- Task input:

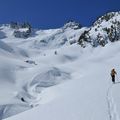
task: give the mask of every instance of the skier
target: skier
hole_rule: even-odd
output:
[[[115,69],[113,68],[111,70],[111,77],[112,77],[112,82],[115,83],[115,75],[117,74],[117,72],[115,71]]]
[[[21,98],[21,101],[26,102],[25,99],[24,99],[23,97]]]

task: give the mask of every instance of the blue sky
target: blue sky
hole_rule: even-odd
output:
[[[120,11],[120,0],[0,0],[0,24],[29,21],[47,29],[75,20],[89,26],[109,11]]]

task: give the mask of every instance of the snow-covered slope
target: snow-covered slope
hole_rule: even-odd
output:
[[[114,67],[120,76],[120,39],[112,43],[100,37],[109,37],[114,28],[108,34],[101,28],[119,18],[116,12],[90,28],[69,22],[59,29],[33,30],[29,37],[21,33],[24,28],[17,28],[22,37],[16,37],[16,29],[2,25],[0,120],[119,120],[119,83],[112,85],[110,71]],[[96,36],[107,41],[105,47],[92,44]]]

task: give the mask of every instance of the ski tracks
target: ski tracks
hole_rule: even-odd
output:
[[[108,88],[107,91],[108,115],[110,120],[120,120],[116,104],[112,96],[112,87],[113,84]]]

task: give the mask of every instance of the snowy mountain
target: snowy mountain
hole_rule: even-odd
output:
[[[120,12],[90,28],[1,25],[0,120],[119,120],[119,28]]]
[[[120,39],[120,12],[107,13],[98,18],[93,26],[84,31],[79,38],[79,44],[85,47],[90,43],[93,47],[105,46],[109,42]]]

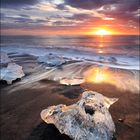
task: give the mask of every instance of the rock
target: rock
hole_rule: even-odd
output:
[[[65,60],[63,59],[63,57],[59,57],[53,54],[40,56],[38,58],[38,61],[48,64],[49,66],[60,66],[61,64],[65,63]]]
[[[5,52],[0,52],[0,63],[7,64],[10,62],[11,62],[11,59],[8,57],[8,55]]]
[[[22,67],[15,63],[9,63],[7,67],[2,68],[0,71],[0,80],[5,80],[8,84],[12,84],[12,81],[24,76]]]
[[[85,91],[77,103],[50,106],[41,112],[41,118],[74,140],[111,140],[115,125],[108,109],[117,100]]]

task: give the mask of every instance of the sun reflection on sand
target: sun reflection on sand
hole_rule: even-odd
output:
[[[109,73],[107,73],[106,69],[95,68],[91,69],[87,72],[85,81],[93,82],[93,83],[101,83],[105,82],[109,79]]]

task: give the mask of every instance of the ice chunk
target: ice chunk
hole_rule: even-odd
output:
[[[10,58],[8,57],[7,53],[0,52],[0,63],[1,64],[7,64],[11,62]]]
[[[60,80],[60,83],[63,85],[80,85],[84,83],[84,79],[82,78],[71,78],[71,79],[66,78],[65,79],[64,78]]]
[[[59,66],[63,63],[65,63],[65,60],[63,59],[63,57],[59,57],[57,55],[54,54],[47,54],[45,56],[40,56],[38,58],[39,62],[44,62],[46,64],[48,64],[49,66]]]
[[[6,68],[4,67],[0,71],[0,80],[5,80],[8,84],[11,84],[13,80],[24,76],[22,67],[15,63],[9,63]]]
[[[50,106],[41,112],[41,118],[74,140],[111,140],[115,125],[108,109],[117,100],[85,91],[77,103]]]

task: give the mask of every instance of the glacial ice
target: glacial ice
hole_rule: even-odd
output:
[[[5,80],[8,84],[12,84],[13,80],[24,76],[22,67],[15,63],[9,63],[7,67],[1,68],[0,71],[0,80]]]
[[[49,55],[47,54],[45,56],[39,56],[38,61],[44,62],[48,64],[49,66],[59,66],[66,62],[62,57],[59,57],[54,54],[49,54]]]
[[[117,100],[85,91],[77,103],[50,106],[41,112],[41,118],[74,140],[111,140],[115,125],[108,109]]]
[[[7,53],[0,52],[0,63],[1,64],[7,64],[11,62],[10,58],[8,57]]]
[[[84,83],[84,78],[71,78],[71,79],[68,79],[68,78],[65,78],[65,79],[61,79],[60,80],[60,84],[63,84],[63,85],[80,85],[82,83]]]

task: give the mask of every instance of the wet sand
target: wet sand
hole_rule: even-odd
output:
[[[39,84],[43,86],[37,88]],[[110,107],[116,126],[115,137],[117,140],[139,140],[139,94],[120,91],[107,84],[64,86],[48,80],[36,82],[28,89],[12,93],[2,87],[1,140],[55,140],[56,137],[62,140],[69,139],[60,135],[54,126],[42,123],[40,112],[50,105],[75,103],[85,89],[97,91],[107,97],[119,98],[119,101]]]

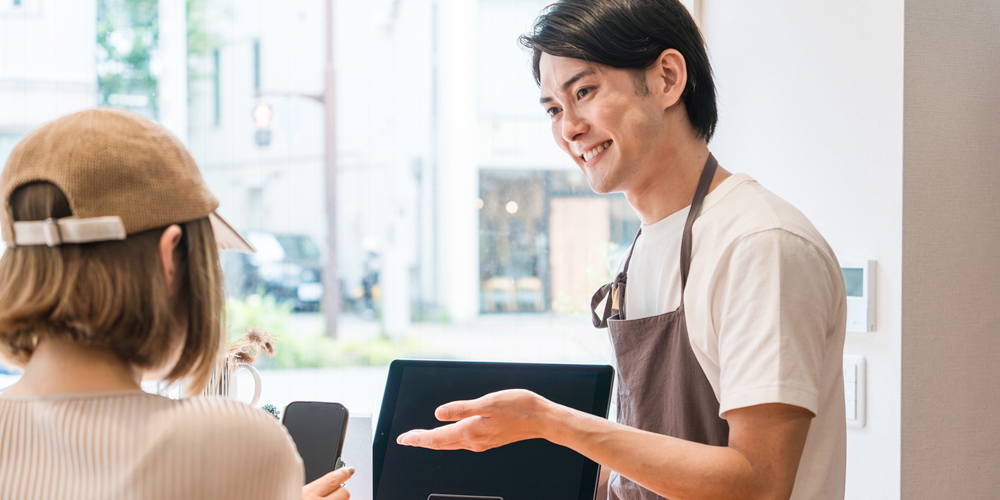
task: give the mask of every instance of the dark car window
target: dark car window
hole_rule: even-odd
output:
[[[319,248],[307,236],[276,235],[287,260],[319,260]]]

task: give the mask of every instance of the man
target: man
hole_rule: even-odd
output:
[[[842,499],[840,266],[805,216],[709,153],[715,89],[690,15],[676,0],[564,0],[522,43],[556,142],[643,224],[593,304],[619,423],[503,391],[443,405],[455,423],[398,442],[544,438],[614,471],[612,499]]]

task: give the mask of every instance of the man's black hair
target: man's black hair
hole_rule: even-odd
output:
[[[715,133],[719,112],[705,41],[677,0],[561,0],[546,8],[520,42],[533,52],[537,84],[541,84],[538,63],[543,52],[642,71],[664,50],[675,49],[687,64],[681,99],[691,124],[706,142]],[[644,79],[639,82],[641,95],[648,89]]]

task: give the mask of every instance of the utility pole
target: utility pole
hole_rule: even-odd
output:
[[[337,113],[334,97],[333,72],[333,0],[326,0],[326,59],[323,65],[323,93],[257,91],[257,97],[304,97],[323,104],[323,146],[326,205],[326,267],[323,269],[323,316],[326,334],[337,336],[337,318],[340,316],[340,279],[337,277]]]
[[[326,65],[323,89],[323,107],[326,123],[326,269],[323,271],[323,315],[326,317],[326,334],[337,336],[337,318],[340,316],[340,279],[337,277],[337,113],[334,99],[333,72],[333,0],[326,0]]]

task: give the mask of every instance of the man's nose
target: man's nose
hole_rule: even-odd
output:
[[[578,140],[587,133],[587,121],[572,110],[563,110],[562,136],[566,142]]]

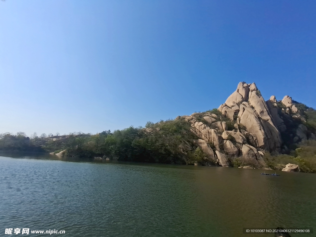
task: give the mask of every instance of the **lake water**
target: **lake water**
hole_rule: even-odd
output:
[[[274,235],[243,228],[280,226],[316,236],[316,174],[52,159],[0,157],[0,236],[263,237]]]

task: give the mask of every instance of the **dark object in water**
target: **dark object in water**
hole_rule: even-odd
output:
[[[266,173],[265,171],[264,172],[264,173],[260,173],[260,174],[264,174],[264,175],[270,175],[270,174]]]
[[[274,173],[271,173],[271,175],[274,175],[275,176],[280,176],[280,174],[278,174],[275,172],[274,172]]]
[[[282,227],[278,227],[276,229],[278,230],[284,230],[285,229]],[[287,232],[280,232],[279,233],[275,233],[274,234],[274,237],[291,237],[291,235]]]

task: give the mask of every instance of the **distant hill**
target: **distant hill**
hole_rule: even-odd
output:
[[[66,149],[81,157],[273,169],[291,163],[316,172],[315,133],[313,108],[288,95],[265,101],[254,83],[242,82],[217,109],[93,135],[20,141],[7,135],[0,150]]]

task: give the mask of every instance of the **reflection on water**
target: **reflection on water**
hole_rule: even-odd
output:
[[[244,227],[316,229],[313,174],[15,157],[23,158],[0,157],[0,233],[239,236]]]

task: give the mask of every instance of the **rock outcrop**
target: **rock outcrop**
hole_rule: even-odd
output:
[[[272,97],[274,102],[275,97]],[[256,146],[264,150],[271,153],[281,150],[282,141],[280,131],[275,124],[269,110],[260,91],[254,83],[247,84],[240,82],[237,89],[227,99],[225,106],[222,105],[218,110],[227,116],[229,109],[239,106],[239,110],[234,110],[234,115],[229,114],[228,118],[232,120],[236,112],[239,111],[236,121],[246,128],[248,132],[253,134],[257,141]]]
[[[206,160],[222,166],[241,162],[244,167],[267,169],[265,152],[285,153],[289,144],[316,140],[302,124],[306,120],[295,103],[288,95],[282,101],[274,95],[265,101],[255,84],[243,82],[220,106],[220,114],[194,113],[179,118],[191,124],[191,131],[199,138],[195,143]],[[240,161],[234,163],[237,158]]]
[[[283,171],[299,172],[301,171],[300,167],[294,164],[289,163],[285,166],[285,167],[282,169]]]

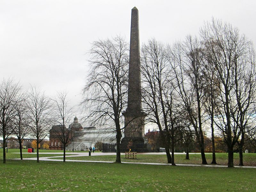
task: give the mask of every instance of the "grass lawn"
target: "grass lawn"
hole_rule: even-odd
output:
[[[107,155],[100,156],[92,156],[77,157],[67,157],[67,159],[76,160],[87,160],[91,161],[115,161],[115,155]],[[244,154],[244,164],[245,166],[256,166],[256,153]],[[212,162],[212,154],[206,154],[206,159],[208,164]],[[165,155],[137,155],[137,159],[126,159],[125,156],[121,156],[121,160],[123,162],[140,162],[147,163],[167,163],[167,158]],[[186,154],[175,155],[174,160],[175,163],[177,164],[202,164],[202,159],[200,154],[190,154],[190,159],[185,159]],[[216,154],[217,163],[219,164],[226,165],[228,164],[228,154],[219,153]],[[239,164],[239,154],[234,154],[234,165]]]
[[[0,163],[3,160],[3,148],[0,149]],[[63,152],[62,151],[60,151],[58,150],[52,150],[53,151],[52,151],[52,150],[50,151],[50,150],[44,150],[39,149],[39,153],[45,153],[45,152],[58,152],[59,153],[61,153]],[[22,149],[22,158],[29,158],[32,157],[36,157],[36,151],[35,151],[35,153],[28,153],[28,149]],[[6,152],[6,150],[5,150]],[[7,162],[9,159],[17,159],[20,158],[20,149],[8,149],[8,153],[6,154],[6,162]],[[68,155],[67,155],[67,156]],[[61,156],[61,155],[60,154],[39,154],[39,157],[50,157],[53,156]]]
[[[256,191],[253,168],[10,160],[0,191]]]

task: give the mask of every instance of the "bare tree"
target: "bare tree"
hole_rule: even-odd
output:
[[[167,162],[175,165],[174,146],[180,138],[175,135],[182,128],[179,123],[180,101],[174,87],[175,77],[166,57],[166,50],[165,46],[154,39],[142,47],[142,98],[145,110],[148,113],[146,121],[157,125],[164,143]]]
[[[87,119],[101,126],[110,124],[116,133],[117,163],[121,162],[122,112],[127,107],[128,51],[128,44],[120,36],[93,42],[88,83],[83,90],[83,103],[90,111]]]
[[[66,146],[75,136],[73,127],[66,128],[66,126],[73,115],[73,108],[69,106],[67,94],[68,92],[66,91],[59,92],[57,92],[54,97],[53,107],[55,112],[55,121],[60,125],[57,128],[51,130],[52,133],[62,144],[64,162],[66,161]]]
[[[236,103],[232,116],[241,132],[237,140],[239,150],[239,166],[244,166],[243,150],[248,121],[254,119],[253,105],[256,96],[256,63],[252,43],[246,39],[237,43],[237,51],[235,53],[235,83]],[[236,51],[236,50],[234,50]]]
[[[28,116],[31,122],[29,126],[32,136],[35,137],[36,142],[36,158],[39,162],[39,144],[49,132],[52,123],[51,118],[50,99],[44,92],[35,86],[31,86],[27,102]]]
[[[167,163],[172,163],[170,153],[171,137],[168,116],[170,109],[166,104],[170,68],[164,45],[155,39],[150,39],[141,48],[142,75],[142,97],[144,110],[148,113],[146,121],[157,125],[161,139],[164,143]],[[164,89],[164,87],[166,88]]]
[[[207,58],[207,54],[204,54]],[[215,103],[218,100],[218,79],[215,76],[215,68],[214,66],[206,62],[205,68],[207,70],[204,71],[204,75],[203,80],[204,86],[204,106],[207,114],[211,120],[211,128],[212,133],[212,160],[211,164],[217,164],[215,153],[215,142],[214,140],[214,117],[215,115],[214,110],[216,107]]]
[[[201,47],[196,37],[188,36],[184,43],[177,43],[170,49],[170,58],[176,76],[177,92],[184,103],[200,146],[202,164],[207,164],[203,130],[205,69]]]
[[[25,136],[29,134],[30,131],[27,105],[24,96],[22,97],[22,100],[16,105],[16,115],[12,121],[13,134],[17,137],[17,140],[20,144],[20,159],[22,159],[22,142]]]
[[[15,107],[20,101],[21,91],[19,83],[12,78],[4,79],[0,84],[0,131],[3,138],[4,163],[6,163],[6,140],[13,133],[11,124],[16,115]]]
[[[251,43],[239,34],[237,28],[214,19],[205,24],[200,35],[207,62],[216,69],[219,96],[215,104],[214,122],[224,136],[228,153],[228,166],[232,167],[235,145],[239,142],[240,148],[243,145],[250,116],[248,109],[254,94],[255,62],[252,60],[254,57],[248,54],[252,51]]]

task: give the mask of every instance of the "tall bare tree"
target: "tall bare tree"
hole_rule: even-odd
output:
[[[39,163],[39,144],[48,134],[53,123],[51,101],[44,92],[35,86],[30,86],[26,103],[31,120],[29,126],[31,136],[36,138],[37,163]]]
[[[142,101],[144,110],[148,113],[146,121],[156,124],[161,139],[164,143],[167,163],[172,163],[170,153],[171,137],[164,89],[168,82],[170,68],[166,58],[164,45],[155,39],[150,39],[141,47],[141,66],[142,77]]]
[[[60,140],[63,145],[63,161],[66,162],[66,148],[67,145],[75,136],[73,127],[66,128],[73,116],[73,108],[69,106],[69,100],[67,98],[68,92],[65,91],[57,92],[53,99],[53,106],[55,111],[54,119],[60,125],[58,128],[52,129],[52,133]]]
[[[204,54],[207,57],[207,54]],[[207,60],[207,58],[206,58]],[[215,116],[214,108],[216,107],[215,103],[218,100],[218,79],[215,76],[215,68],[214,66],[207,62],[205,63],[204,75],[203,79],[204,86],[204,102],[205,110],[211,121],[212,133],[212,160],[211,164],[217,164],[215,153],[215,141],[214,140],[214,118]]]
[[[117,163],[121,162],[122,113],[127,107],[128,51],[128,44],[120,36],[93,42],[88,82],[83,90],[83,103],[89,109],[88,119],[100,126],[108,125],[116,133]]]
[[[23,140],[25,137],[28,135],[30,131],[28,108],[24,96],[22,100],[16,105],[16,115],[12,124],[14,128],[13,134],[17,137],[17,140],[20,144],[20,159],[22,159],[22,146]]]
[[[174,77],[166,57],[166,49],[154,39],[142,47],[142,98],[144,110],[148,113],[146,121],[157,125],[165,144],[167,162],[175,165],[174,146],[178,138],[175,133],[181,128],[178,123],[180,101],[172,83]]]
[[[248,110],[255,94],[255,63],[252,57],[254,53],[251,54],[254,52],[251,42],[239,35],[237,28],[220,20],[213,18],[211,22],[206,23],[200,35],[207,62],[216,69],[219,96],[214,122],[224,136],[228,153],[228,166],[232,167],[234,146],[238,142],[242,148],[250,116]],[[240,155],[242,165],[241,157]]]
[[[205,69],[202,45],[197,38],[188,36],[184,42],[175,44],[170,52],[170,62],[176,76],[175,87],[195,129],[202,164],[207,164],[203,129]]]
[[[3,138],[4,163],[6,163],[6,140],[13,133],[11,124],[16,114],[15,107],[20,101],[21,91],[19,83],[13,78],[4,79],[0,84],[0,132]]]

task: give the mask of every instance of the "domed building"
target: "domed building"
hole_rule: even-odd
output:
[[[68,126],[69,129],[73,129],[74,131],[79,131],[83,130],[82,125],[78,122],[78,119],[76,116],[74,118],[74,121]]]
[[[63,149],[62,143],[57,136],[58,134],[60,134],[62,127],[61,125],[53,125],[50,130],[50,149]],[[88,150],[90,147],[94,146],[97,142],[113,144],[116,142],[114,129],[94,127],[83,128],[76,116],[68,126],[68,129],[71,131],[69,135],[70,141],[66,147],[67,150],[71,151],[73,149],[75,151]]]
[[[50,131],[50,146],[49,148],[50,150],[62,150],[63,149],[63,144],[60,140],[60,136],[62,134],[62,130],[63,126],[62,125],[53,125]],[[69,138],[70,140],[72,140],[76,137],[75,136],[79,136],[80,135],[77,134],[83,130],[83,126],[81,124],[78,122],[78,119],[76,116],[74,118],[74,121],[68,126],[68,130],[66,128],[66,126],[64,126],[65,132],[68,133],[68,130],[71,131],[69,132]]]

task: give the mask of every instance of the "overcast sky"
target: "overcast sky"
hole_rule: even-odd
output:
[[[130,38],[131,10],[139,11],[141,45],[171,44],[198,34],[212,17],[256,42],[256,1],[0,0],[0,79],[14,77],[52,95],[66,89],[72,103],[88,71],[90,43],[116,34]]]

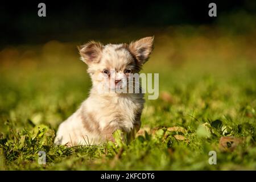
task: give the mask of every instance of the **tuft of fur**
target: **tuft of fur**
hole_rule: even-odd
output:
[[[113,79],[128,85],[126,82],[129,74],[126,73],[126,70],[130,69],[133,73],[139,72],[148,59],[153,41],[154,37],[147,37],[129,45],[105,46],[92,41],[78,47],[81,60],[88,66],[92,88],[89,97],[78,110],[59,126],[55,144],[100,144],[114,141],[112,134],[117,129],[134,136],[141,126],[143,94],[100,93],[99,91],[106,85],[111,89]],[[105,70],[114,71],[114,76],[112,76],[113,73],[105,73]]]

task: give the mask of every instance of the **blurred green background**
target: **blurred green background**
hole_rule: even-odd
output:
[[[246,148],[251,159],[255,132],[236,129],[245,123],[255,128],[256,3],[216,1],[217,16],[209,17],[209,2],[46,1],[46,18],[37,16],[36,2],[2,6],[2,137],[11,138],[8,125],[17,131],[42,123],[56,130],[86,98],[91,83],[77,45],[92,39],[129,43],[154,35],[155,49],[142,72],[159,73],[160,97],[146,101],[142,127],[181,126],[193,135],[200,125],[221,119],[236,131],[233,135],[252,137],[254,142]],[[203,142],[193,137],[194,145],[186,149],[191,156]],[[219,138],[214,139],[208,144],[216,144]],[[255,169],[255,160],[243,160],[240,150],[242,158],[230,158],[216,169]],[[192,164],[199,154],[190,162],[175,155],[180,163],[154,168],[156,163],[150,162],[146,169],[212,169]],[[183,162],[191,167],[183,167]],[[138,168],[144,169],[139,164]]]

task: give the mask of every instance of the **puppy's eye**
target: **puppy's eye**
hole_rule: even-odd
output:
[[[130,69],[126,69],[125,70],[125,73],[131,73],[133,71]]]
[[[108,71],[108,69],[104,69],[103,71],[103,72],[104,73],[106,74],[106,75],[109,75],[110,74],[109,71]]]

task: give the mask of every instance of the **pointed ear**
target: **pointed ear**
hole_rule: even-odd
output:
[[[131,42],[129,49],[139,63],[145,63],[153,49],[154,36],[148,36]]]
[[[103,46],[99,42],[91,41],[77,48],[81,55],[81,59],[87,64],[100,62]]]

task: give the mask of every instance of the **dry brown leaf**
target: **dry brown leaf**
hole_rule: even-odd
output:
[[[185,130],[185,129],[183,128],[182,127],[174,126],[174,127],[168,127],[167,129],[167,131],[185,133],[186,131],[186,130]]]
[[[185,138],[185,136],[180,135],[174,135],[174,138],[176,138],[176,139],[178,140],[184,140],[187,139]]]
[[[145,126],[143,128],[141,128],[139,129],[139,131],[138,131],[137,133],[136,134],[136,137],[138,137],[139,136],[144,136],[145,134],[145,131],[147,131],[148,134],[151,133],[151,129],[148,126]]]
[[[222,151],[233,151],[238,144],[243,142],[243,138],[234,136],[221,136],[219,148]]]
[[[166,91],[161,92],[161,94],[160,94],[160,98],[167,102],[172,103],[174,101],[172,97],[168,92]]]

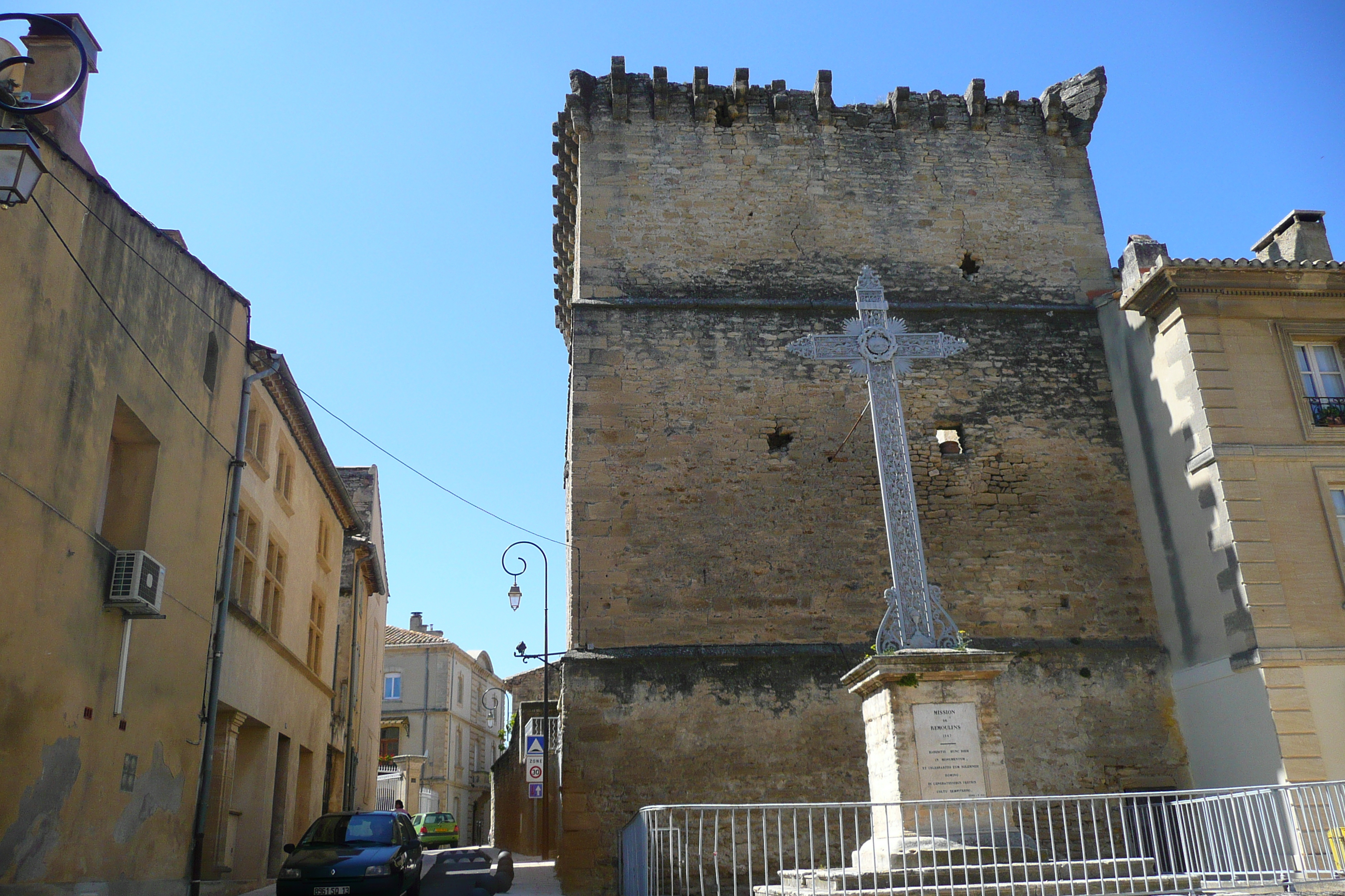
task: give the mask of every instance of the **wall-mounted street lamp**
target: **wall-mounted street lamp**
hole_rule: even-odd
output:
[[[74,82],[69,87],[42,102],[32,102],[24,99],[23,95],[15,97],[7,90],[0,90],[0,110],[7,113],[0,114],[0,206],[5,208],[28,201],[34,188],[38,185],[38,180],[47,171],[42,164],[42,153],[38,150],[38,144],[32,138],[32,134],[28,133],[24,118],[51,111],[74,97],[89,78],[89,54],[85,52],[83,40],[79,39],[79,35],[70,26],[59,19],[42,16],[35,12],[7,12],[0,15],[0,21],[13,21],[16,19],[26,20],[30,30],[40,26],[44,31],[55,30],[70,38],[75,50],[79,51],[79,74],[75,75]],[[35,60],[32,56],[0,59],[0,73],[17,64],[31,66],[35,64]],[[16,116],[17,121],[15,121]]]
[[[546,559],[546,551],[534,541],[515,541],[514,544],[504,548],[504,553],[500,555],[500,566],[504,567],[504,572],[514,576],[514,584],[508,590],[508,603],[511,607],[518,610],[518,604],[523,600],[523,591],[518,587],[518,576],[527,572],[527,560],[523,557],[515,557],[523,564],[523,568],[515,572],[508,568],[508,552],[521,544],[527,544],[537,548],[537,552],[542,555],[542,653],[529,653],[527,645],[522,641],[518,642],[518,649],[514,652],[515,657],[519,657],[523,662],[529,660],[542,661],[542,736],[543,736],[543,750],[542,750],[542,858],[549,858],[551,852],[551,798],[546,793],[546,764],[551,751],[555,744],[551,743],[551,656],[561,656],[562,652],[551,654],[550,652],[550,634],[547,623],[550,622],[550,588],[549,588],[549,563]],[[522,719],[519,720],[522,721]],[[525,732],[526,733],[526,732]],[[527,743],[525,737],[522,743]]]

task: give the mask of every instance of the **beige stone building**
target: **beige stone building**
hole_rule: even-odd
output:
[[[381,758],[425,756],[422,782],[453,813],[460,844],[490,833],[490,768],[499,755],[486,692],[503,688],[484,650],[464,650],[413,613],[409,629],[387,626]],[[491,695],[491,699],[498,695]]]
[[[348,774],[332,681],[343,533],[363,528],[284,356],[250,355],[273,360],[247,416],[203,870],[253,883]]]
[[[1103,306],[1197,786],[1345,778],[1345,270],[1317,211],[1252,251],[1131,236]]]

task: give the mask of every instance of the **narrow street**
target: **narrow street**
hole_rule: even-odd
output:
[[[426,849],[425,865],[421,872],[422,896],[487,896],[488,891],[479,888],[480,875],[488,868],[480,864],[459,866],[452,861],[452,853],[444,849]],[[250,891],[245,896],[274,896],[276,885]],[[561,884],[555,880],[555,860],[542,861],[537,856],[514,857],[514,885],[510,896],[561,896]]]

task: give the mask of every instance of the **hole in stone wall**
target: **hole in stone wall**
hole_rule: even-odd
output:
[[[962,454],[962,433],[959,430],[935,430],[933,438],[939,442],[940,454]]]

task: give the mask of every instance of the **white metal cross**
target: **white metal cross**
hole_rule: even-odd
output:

- Stated problem: Write out exactly the final stretch of the records: the line containing "task: give the mask of every instance of the **beige" and every line after it, through the last, and nothing else.

- Answer:
task: give the mask of every instance of the **beige stone building**
target: **beige stone building**
hole_rule: even-odd
output:
[[[381,758],[425,756],[422,782],[453,813],[460,844],[490,833],[490,768],[499,755],[486,692],[503,688],[484,650],[464,650],[413,613],[409,629],[387,626]],[[491,695],[491,699],[498,695]]]
[[[348,774],[332,681],[343,533],[363,528],[284,356],[250,355],[273,360],[247,416],[203,870],[253,883]]]
[[[1103,306],[1197,786],[1345,778],[1345,270],[1317,211],[1252,251],[1131,236]]]

task: give the mask of every instance of the **narrow street**
target: **narrow street**
hole_rule: even-odd
output:
[[[426,849],[425,865],[421,872],[422,896],[487,896],[488,891],[479,888],[480,875],[488,868],[480,864],[459,866],[452,861],[452,853],[444,849]],[[250,891],[245,896],[274,896],[276,885]],[[561,884],[555,880],[555,860],[542,861],[537,856],[514,857],[514,885],[510,896],[561,896]]]

task: give the mask of every instance of the **hole in stone wall**
target: **hole in stone wall**
hole_rule: even-odd
output:
[[[962,454],[962,433],[959,430],[935,430],[933,438],[939,442],[940,454]]]

task: give the mask of every instance of the **white metal cross**
target: **white metal cross**
hole_rule: even-odd
output:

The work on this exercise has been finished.